**Task requirements:**
The lines below, from the one holding "Put a point on the spikelet, one" through the one holding "Put a point on the sun", are to be restated word for word, with all images left out.

**Record excerpts:**
....
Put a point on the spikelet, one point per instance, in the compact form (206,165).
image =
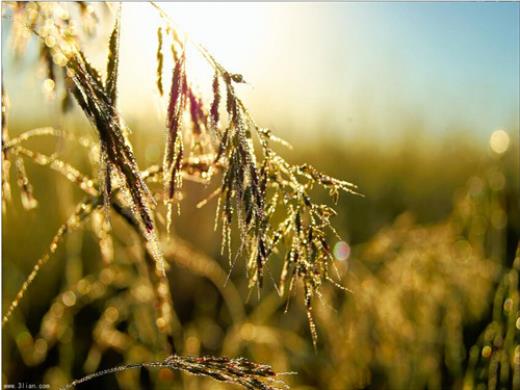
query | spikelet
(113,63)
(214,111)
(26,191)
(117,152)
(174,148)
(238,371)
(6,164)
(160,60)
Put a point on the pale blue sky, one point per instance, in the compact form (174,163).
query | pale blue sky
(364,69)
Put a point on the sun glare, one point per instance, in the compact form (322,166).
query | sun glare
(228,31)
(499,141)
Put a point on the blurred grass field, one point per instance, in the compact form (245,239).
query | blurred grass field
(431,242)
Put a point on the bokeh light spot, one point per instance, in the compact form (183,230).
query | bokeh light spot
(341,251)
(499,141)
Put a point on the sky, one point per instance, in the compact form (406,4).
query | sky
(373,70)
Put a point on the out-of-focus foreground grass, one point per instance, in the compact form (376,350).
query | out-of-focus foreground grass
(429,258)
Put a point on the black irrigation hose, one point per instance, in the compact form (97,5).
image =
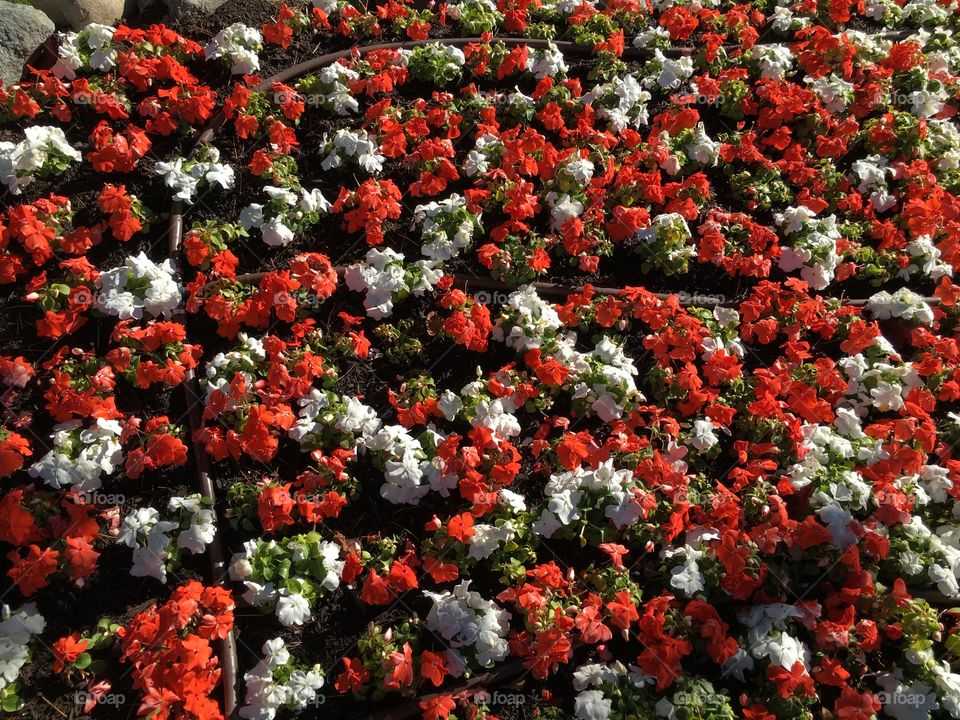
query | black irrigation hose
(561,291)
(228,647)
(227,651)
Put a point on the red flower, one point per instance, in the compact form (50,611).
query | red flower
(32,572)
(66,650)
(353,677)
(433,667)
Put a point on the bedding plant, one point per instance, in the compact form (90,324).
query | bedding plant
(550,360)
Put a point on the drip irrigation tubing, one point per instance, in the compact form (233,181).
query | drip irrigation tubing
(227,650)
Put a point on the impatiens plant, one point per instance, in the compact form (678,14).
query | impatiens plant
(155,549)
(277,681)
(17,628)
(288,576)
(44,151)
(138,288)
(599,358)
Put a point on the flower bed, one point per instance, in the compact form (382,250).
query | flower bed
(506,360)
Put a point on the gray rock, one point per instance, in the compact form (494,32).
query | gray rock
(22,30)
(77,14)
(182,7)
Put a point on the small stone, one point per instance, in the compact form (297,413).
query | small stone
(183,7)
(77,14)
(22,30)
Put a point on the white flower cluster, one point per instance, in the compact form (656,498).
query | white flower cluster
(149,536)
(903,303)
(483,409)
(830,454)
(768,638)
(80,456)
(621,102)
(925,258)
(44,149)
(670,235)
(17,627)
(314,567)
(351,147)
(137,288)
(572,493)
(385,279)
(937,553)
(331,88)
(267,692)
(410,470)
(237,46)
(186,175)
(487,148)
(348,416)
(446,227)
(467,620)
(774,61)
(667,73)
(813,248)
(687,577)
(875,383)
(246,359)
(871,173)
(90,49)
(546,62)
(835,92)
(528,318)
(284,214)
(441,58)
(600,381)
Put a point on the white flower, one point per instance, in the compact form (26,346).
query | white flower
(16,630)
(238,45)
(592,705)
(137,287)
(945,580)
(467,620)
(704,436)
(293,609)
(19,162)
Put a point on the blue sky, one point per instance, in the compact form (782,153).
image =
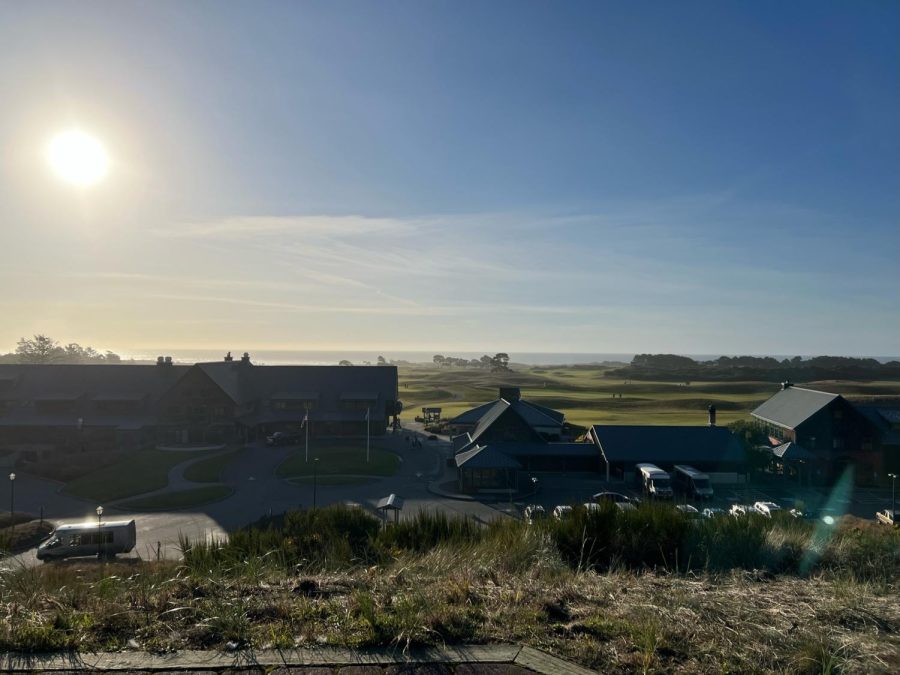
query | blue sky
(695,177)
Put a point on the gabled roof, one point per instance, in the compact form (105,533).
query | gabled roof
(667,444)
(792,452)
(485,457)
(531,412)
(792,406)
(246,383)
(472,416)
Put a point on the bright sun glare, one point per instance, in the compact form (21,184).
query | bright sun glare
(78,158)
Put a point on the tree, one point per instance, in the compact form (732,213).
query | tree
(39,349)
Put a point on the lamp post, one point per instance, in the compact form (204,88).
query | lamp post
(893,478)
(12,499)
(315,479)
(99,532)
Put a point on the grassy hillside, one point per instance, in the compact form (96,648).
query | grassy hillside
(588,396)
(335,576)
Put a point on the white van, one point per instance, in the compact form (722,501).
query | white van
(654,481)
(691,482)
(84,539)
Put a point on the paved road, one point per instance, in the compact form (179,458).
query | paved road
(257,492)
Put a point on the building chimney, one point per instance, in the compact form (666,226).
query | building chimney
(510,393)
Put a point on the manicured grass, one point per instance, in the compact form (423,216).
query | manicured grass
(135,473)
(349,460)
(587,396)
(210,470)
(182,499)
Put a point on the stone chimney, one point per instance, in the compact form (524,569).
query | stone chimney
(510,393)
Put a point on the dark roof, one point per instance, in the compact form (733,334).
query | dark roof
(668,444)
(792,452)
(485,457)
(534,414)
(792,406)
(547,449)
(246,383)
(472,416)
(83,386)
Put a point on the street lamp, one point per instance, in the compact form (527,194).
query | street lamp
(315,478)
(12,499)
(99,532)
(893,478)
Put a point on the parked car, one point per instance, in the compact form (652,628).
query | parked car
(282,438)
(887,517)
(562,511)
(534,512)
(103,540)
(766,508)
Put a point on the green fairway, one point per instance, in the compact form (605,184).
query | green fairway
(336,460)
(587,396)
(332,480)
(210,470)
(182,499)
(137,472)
....
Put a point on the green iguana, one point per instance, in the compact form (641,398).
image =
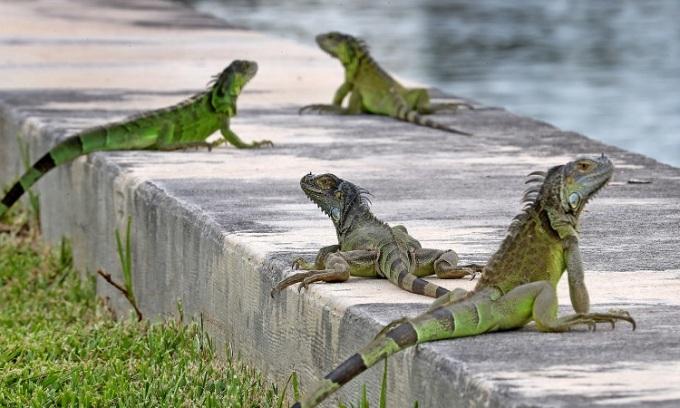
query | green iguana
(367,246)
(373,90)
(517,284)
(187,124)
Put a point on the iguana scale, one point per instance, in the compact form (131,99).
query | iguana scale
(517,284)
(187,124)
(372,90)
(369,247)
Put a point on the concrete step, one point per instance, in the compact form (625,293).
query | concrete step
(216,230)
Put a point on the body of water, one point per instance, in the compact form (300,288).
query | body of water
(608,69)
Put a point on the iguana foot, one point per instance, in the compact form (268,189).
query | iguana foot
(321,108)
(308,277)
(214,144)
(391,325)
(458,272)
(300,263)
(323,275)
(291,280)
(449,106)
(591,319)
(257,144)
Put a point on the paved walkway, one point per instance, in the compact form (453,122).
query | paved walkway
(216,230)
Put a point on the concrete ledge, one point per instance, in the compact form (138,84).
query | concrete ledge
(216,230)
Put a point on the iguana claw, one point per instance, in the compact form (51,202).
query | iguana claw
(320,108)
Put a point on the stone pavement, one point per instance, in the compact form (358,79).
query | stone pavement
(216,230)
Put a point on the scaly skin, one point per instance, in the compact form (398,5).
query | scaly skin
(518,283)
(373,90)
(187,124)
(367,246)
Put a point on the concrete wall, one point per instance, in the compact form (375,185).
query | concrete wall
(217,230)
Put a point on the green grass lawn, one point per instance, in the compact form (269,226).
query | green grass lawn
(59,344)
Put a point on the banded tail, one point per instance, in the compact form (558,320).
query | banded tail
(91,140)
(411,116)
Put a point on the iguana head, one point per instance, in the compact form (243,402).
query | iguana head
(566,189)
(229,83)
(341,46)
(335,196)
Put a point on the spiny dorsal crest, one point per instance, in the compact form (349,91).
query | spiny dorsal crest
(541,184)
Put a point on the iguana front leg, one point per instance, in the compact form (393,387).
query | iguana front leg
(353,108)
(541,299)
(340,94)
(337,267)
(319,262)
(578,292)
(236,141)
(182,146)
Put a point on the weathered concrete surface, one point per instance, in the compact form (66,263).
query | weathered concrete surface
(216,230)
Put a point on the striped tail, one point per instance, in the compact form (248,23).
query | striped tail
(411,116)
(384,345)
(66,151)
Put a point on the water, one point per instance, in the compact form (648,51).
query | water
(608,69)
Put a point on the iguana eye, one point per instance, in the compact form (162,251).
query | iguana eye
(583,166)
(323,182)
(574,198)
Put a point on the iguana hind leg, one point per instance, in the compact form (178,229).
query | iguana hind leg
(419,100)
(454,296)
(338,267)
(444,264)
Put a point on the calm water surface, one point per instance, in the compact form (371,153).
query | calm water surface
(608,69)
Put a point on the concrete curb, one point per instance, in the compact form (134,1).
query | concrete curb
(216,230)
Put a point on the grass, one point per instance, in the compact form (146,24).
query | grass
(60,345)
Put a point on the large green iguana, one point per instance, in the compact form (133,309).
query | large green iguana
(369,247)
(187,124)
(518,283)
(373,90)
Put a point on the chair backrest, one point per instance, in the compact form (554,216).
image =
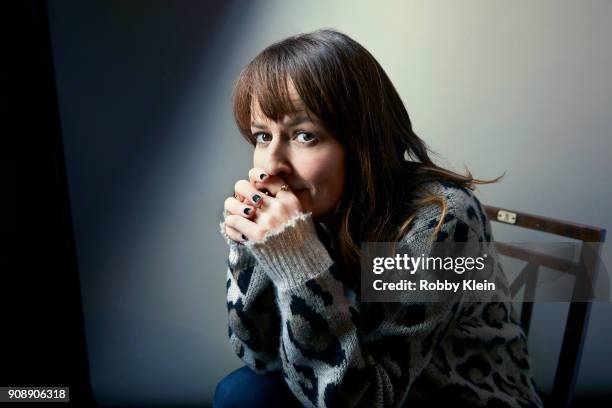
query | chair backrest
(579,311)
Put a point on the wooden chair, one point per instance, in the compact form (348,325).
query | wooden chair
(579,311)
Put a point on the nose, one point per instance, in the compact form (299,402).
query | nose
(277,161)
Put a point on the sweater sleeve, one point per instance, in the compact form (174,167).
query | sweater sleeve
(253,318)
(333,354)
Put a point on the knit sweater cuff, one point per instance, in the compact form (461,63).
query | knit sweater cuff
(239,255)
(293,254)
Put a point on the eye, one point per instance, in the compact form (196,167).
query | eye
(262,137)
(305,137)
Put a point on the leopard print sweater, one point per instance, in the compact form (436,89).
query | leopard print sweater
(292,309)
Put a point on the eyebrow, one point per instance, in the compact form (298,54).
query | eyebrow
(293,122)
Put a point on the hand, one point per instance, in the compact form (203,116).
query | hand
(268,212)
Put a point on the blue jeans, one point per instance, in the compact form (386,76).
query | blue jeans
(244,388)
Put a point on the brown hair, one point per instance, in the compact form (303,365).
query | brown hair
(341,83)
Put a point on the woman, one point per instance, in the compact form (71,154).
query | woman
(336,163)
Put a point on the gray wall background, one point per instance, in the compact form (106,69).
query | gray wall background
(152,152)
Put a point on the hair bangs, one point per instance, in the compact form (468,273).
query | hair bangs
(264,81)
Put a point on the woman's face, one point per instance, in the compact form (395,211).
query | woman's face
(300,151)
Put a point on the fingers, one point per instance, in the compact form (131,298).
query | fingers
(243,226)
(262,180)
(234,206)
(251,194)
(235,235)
....
**Answer area:**
Put a point on the spikelet, one point per instance, in the compact form (206,165).
image =
query | spikelet
(113,63)
(214,111)
(26,191)
(117,152)
(174,148)
(238,371)
(6,164)
(160,60)
Put a point on the pale blue sky, one point per instance, in the compact form (174,163).
query | pale blue sky
(364,69)
Put a point on the sun glare, one point per instance, in the compact form (322,166).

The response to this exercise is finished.